▶ _The exercise_: Copy the lines below with "side mirror" swapped for "wing mirror" wherever it appears, and keep everything else the same.

[Begin]

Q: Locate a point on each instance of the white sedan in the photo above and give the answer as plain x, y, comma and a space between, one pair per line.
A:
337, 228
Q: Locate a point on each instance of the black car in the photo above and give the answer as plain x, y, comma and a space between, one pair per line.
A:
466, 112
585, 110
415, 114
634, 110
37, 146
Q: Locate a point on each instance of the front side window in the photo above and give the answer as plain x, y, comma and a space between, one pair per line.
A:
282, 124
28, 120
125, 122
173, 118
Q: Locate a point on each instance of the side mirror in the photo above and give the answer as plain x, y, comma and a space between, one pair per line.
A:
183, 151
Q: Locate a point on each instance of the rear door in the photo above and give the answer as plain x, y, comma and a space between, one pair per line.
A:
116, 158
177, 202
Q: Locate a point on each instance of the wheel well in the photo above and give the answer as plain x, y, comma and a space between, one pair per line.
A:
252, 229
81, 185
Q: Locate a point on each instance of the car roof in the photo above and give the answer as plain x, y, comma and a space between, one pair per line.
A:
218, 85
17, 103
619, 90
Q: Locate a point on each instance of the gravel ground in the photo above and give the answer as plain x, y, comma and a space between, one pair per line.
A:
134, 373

[End]

▶ _Answer to this problem_:
Q: Locate a point on each instance of the white sedan in the photo above and give the answer as plain x, y, comma and a space between, one pair per line.
A:
337, 228
Q: Locate a point on each instance of the black car in the photo above and give the answer as plain x, y, comma and a space between, one pair per line.
A:
466, 112
585, 110
415, 114
634, 110
37, 146
Q: Locate a point on each instance of the front side window in the photo above and give the answer as plain x, y, comma and a space between, one pair per line.
A:
282, 124
28, 120
125, 122
173, 118
Q: Locate a point on each instance of the wing mirror in the photo above and give the answer as plain x, y, comma and a space between, one pair per line.
A:
183, 151
Q: Locate a point on each instance of the rear door in the photo above and give the answer as plain x, y, comma and a space between, one pair per line.
A:
116, 158
177, 202
Q: Locate a point on each instance of the wheel well in the photo above and give the answer as plain x, y, comma and a space between, one pair per line.
A:
252, 229
81, 185
Q: Locate a point on each instance of the car roof in the photo above and give the answer as plain x, y, comma and a space between, one pair per line.
A:
218, 85
17, 103
619, 90
Q: Locate a point on each instance of the gravel ground in the photo above and give the answer as plain x, y, comma and a space between, one pair per line.
A:
134, 373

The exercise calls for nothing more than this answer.